===== Entries provided

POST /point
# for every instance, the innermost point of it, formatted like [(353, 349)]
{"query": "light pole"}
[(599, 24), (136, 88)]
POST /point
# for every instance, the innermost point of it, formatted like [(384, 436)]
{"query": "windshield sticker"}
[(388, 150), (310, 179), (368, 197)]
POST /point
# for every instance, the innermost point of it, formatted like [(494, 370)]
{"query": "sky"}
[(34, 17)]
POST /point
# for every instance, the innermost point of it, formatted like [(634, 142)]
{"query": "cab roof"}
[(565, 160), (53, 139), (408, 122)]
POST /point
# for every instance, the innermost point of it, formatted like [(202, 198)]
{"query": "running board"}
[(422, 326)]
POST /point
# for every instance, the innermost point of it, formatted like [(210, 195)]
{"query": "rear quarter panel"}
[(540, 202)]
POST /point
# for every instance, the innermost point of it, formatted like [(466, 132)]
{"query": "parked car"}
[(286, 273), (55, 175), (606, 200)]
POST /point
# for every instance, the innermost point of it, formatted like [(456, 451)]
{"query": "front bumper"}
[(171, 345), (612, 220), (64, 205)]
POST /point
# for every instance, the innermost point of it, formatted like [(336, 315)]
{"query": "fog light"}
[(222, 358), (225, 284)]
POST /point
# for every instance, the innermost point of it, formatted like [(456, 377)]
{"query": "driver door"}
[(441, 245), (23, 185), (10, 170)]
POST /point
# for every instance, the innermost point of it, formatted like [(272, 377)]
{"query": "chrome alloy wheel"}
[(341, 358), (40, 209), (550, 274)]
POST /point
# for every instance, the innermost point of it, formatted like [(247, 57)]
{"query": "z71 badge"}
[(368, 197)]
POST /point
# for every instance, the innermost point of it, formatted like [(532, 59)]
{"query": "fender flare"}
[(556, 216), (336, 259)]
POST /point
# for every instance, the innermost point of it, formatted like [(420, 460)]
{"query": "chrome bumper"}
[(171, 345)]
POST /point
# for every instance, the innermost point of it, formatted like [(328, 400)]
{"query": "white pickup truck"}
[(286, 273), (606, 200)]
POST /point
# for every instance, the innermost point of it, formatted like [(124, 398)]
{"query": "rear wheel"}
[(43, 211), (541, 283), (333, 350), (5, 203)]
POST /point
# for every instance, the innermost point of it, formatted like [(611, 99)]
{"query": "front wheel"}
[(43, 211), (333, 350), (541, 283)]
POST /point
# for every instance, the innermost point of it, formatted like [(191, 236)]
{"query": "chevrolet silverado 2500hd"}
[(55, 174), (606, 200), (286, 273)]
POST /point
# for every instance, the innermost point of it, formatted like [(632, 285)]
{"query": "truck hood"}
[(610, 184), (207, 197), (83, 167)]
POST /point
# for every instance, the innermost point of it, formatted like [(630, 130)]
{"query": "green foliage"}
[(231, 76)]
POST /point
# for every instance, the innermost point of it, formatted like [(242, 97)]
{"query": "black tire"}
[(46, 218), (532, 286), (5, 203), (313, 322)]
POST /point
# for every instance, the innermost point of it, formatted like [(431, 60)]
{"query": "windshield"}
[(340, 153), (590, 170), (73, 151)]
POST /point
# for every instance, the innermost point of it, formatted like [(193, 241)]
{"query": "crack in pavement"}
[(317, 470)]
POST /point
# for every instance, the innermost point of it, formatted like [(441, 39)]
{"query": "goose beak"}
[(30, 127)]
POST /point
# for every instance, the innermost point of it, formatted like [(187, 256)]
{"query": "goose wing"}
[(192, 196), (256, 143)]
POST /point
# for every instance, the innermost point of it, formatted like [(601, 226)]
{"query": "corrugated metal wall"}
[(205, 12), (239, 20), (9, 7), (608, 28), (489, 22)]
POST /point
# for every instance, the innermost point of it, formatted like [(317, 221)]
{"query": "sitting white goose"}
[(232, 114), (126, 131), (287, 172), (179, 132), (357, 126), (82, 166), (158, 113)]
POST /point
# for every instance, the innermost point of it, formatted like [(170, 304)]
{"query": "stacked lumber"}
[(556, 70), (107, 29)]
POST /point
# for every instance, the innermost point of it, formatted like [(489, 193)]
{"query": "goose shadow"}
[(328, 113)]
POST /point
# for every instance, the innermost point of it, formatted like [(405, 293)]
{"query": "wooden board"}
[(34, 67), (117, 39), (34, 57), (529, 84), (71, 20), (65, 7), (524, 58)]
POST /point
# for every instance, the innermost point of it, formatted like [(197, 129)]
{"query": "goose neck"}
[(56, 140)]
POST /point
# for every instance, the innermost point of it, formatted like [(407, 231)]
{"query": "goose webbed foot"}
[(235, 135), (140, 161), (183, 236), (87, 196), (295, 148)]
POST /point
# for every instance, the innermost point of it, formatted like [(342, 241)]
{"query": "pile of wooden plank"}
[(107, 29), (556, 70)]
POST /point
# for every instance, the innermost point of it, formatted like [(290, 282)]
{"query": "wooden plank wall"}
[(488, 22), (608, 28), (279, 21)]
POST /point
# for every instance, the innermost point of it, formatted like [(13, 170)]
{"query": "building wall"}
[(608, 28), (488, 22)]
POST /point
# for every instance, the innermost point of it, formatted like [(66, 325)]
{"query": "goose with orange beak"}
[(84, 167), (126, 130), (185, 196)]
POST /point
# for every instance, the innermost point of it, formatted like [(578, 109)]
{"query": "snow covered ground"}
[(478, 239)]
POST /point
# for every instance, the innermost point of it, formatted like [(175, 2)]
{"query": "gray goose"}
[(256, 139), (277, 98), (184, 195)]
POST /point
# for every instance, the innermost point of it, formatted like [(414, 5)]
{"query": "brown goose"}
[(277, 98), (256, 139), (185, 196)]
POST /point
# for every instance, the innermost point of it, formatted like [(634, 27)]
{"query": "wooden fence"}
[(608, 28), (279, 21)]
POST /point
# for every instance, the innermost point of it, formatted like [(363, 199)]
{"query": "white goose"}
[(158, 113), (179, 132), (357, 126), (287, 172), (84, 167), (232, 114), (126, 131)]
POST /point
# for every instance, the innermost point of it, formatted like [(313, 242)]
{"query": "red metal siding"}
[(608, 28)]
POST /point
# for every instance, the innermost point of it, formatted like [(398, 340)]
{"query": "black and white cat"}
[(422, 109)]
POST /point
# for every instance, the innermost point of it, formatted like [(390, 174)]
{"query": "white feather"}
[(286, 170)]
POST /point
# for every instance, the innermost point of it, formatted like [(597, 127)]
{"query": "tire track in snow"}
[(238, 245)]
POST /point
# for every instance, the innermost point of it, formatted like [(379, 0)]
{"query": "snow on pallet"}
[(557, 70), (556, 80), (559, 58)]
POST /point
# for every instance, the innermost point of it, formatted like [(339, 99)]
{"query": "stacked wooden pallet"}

==========

Each line above must be printed exactly as it appears.

POST /point
# for every instance, the innermost point of it, formatted like [(353, 349)]
{"query": "light pole"}
[(599, 24), (136, 88)]
POST /point
# for every instance, the innermost point of it, formatted like [(384, 436)]
{"query": "windshield sticker"}
[(388, 150), (310, 179), (368, 197)]
POST /point
# for every instance, the innermost point of it, formatted like [(494, 370)]
{"query": "sky"}
[(34, 17)]
POST /point
# for every instance, the innermost point of it, formatted like [(634, 142)]
{"query": "cab roof"}
[(565, 160), (53, 139), (408, 122)]
POST /point
# for every instance, the innermost point of it, formatted like [(202, 198)]
{"query": "running board"}
[(422, 326)]
POST /point
# for every instance, the innermost point of it, formatted like [(210, 195)]
{"query": "rear quarter panel"}
[(540, 202)]
POST /point
# for every instance, the innermost point of it, formatted like [(466, 132)]
{"query": "parked car"}
[(286, 273), (55, 175), (606, 200)]
POST /point
# for every instance, the innermost point of it, formatted like [(456, 451)]
{"query": "front bumper"}
[(171, 345), (612, 220), (64, 205)]
POST /point
# for every instance, the innermost point of it, formatted like [(336, 315)]
{"query": "fog light"}
[(222, 358), (225, 284)]
POST /point
# for every instance, the innermost point of it, formatted like [(456, 377)]
{"query": "driver door"}
[(441, 245), (23, 185), (10, 170)]
POST /point
# for every instance, the innermost point of it, formatted like [(272, 377)]
{"query": "chrome alloy wheel"}
[(341, 358), (40, 209), (550, 274)]
POST /point
# for every instance, the innermost point of it, formatted like [(247, 57)]
{"query": "z71 badge"}
[(368, 197)]
POST /point
# for every instance, the innermost point of it, formatted like [(532, 59)]
{"query": "fender flare"}
[(556, 216), (336, 259)]
POST /point
# for every instance, the innermost point of it, formatted like [(420, 460)]
{"query": "chrome bumper"}
[(171, 345)]
POST /point
# for every instance, the innermost point of it, formatted like [(328, 400)]
{"query": "white pickup truck"}
[(286, 273), (606, 200)]
POST /point
# for every instance, the innermost point of it, formatted like [(124, 398)]
{"query": "rear wheel"}
[(43, 211), (541, 283), (333, 350), (5, 203)]
POST /point
# for every instance, the innermost point of it, formatted like [(611, 99)]
{"query": "front wheel"}
[(43, 211), (333, 350), (541, 283)]
POST /point
# for every instance, the innermost point of it, formatted like [(191, 236)]
{"query": "chevrolet silverado 2500hd"}
[(55, 174), (606, 200), (286, 273)]
POST /point
# for every instance, the innermost point of it, formatted like [(632, 285)]
{"query": "truck hood"}
[(610, 184), (207, 197), (83, 167)]
POST /point
# for every instance, the innermost point of it, formatted like [(630, 130)]
{"query": "green foliage"}
[(231, 76)]
POST /point
# for every instance, the innermost point of it, formatted like [(242, 97)]
{"query": "black tire"}
[(46, 218), (532, 286), (5, 203), (313, 322)]
POST /point
# for every instance, the innermost point of it, formatted like [(431, 60)]
{"query": "windshield"}
[(340, 153), (590, 170), (73, 151)]
POST /point
# for every instance, the innermost point of it, formatted like [(193, 241)]
{"query": "crack in pavement"}
[(317, 470)]
POST /point
# for every instance, the innermost point of it, formatted like [(441, 39)]
{"query": "goose beak"}
[(30, 127)]
POST /point
# for every instance, the innermost point of it, formatted like [(187, 256)]
{"query": "goose wing"}
[(192, 196), (256, 143)]
POST /point
# for every instance, the innermost point of it, formatted like [(601, 226)]
{"query": "corrugated metal wall"}
[(205, 12), (239, 20), (9, 7), (608, 28), (489, 22)]
POST /point
# for every instance, the innermost point of it, formatted like [(317, 221)]
{"query": "sitting white goose"}
[(232, 114), (126, 131), (287, 172), (179, 132), (357, 126), (82, 166), (158, 113)]
POST /point
# for every instance, the innermost point of it, formatted like [(170, 304)]
{"query": "stacked lumber"}
[(556, 70), (107, 29)]
POST /point
# for every instance, the innermost point of it, formatted like [(489, 193)]
{"query": "goose shadow"}
[(328, 113)]
POST /point
# for every instance, the innermost point of it, formatted like [(405, 293)]
{"query": "wooden board"}
[(34, 67), (117, 39), (34, 57), (529, 84), (71, 20), (65, 7), (524, 58)]
POST /point
# for every instance, the innermost point of it, formatted like [(197, 129)]
{"query": "goose neck"}
[(56, 140)]
POST /point
# for every instance, the innermost point of it, formatted like [(407, 231)]
{"query": "goose webbed foot"}
[(235, 135), (140, 161), (183, 236), (87, 196), (295, 148)]
POST /point
# for every instance, the innermost point of it, formatted like [(342, 241)]
{"query": "pile of wooden plank"}
[(107, 29), (556, 70)]
POST /point
# for every instance, the innermost point of it, formatted like [(290, 282)]
{"query": "wooden plank wall"}
[(488, 22), (608, 28), (279, 21)]
POST /point
# for every instance, the innermost point of it, formatted like [(13, 170)]
{"query": "building wall"}
[(608, 28), (488, 22)]
POST /point
# for every instance, the innermost point of it, formatted like [(66, 325)]
{"query": "goose with orange beak"}
[(84, 167), (126, 130), (185, 196)]
POST /point
# for every instance, the innermost point of it, formatted like [(578, 109)]
{"query": "snow covered ground"}
[(478, 239)]
POST /point
# for every instance, the innermost point of it, formatted like [(175, 2)]
{"query": "gray goose"}
[(256, 139), (277, 98), (184, 195)]
POST /point
# for every instance, the innermost point of it, formatted like [(414, 5)]
{"query": "brown goose"}
[(277, 98), (256, 139), (185, 196)]
POST /point
# for every instance, the innermost point of it, formatted like [(634, 27)]
{"query": "wooden fence"}
[(608, 28), (279, 21)]
POST /point
# for every instance, the innermost point of it, formatted like [(363, 199)]
{"query": "white goose"}
[(158, 113), (179, 132), (357, 126), (287, 172), (84, 167), (232, 114), (126, 131)]
POST /point
# for every instance, the innermost point of it, formatted like [(313, 242)]
{"query": "red metal siding"}
[(608, 28)]
POST /point
# for every instance, the innermost point of it, formatted like [(398, 340)]
{"query": "black and white cat"}
[(422, 109)]
POST /point
# for every instance, the innermost point of it, formatted like [(390, 174)]
{"query": "white feather"}
[(286, 170)]
POST /point
# for every instance, the innermost point of it, formatted like [(597, 127)]
{"query": "tire track in snow"}
[(238, 245)]
POST /point
# for every instance, the innermost point of it, formatted like [(379, 0)]
{"query": "snow on pallet"}
[(557, 70), (556, 80), (559, 58)]
POST /point
# for every instance, the innermost point of it, formatted like [(339, 99)]
{"query": "stacked wooden pallet"}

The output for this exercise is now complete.